Excerpted passage
- - - -

First, what did I see that’s motivating this post?
I found the following KB article – which was referenced by numerous sites as recommended reading. And, without knowing a lot about SQL (and, that’s NOT meant as a dig at all – it’s just that most apps that sit on SQL don’t ever even recommend that you need to know SQL and I can argue certain aspects of that point as well BUT, wrt to maintenance, it can really become a problem if you don't know a few things about these tasks), it does seem like good reading: Information about the Maintenance Plan Wizard in SQL Server 2005 and about tasks that administrators can perform against SharePoint databases

Here is the part that over-simplifies picking what maintenance tasks to run vs. what not to run:

DIRECTLY TAKEN FROM THIS KB ARTICLE IS THE FOLLOWING:

We have tested these tasks and the effects that these tasks have on database schema and performance. The following table summarizes the results of these tests.

Task                                        Safe to perform this task?
Check database Yes
Reduce a database Yes
Reorganize an index Yes
Clean up the history Yes
Update statistics Yes. However, this task is unnecessary because the SharePoint Timer service performs this task automatically.
Rebuild an index No. The task does not restore existing index options before the rebuild operation. However, you can use scripts that restore index options.

- - - -

Records
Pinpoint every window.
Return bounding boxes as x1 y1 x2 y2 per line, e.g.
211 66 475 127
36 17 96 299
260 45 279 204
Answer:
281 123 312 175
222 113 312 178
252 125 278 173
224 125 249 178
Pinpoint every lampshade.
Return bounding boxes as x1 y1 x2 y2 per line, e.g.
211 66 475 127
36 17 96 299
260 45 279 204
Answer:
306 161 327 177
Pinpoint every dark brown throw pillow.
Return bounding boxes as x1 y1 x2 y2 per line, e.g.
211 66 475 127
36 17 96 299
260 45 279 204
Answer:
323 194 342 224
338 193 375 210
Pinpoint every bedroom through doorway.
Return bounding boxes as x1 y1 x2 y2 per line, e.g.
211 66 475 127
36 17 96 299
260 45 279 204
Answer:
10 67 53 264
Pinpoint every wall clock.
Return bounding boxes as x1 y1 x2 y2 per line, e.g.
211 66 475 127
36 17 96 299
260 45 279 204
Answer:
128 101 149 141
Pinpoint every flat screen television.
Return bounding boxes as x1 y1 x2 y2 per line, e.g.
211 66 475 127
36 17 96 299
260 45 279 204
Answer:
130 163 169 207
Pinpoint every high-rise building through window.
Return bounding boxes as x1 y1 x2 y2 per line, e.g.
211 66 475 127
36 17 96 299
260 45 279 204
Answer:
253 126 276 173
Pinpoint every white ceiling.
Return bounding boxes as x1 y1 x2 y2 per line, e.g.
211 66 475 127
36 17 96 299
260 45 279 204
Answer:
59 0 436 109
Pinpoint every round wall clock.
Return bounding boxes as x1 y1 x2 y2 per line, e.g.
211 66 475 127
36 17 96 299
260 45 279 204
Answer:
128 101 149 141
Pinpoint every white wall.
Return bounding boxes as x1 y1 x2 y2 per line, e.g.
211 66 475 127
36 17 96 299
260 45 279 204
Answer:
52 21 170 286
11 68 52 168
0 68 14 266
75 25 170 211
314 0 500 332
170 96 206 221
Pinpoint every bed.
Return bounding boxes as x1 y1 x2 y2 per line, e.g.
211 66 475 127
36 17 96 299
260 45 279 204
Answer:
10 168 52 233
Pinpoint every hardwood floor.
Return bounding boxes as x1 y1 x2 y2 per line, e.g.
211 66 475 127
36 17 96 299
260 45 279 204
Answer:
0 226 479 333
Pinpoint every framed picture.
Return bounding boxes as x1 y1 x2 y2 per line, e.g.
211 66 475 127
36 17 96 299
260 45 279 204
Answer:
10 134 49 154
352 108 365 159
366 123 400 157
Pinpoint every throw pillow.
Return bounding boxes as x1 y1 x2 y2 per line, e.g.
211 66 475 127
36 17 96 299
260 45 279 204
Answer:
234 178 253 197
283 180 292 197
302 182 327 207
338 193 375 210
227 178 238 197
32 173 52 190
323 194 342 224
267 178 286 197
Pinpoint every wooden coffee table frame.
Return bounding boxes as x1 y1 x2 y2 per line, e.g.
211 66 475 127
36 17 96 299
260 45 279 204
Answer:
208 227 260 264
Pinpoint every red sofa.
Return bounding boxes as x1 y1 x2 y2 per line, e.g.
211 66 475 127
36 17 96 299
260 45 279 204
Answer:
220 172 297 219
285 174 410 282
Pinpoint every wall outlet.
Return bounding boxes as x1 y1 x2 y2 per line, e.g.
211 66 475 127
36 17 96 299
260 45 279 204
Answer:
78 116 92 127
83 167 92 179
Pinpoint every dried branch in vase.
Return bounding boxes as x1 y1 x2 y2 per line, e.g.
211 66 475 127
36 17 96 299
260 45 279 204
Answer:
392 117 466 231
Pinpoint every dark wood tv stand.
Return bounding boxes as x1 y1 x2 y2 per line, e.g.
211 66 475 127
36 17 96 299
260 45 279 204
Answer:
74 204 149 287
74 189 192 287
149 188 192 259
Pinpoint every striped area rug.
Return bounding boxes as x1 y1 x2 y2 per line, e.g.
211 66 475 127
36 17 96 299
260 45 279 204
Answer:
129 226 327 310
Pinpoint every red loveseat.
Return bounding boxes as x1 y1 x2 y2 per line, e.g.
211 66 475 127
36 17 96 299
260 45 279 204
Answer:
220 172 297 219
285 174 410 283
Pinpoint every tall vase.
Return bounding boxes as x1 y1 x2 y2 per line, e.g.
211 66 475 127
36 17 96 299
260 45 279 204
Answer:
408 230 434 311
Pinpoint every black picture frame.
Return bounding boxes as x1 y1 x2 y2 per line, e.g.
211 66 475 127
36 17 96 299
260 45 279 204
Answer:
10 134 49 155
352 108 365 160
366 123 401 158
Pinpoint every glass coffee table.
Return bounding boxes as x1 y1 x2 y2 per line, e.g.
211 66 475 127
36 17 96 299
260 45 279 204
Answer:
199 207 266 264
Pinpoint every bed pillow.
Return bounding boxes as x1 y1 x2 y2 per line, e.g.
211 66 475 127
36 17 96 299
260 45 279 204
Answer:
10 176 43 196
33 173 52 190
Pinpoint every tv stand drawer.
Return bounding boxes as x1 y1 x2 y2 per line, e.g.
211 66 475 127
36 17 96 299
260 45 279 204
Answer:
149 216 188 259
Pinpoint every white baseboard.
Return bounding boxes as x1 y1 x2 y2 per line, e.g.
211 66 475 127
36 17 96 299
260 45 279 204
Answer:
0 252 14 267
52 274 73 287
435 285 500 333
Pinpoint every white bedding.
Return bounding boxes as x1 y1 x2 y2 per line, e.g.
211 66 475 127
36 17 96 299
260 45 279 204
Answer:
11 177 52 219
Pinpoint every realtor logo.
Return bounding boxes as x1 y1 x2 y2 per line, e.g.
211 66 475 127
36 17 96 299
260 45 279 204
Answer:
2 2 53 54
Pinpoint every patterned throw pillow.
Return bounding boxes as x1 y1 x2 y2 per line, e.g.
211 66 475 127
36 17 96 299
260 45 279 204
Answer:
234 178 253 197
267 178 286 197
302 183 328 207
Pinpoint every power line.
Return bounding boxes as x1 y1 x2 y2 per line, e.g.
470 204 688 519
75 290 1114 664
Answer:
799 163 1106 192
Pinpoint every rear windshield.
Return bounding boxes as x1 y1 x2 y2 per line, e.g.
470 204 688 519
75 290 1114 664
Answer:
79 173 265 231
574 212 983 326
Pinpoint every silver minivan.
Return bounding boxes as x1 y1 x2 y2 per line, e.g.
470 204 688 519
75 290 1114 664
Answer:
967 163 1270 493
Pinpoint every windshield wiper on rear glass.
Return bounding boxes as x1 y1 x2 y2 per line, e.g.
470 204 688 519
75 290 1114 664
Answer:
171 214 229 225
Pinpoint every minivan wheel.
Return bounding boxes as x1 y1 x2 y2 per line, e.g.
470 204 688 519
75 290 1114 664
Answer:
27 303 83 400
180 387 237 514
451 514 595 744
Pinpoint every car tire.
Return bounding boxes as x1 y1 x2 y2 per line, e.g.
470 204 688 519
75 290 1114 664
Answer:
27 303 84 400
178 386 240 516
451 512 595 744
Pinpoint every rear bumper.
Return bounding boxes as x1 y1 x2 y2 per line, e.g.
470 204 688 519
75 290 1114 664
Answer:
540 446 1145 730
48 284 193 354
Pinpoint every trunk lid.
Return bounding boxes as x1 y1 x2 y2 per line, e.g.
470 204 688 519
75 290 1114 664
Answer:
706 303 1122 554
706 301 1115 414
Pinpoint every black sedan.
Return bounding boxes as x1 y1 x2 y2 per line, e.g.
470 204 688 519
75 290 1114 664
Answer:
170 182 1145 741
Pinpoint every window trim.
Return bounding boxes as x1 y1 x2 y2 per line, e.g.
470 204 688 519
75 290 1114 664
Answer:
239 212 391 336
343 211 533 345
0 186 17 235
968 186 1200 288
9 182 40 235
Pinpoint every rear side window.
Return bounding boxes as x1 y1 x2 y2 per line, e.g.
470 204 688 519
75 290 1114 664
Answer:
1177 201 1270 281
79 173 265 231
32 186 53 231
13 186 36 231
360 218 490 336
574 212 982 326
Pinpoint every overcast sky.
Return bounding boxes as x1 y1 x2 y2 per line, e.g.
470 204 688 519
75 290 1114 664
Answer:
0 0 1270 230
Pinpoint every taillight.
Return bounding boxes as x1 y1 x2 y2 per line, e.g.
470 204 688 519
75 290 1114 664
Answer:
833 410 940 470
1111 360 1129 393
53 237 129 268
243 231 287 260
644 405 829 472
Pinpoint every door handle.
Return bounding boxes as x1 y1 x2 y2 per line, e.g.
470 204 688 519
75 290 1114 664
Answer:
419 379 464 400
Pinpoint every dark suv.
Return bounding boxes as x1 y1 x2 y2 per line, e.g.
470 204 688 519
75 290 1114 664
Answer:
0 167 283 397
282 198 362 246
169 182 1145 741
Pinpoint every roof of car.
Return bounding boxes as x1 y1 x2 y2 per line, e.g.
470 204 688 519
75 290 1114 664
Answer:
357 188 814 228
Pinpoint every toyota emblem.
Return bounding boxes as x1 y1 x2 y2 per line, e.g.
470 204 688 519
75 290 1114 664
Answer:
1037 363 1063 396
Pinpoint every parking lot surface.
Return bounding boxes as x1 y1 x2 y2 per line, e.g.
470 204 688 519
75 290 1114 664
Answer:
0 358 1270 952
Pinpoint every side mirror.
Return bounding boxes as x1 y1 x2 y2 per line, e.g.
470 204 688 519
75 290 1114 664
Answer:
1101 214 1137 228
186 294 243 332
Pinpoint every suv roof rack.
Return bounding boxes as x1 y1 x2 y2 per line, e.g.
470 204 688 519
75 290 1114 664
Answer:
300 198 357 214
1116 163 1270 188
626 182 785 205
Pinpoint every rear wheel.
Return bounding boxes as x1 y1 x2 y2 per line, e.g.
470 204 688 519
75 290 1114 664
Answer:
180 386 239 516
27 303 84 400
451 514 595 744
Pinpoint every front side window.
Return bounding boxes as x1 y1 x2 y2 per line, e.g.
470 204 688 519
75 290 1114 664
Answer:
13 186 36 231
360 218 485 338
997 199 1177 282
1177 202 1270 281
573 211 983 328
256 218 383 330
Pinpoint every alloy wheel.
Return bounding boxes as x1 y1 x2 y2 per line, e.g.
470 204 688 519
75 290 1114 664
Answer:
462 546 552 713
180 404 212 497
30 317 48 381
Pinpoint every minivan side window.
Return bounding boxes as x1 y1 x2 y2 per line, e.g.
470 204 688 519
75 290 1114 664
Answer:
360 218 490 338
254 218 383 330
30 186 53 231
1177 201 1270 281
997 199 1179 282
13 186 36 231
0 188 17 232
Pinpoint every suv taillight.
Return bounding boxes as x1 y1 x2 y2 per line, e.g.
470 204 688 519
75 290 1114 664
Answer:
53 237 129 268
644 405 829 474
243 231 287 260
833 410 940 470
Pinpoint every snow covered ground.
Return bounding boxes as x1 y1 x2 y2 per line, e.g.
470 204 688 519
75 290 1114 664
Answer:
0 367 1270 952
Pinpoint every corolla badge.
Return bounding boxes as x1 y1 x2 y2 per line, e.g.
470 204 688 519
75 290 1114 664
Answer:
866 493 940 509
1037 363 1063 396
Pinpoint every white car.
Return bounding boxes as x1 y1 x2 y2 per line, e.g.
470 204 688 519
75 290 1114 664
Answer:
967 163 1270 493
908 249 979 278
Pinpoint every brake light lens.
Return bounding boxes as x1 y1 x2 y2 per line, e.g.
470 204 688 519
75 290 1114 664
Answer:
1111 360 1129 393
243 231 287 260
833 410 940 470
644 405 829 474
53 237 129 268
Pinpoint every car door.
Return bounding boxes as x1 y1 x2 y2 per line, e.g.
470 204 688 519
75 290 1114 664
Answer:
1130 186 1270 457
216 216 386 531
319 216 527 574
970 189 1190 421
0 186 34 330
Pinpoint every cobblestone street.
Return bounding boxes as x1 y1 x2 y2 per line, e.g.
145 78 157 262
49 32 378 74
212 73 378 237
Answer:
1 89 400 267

- - - -

Required task
Continue the post on SharePoint database maintenance tasks from the point where it stops. You won't need the records for this.

Final result
Note This problem was corrected in SQL Server 2005 Service Pack 2.

We used the following criteria to determine whether a task was safe to perform:

  • Whether the task modified the database schema from its default state
  • Whether the task decreased performanceResults may vary depending on the environment.

However, if you use the Maintenance Plan Wizard to perform the tasks that are listed in the table as "safe to perform," you are likely to experience increased performance in SQL Server 2005.

The big problem is: this is just too little information about too many VERY important tasks!

Let me break this down task by task and give you a few other places to go for more information.

Check database

The check database task refers to DBCC CHECKDB. This is definitely an important part of any maintenance plan. And, it really is a safe task to run as it’s NOT corrective by default. However, there is nothing mentioned about how this command may completely flush your buffer pool as it reads all of the pages of all of the objects it’s checking. So, this might impact performance but, of all of the tasks, this is the safest to run and it’s definitely a recommended task.

If you want to learn more about DBCC CHECKDB, check out these things: 

  1. Read Paul’s blog post to his TechNet article on Database Maintenance. It’s a great overview of all of these maintenance tasks and will give you a good overview of what each one does. Here’s a link to the blog post that pulls all of the TechNet resources together: http://www.sqlskills.com/BLOGS/PAUL/post/TechNet-Magazine-Effective-Database-Maintenance-article-and-August-SQL-QA-column.aspx  
  2. Read Paul’s blog post on Myths around causing corruption – so that you can get better insight into where/why the actual corruptions are occurring.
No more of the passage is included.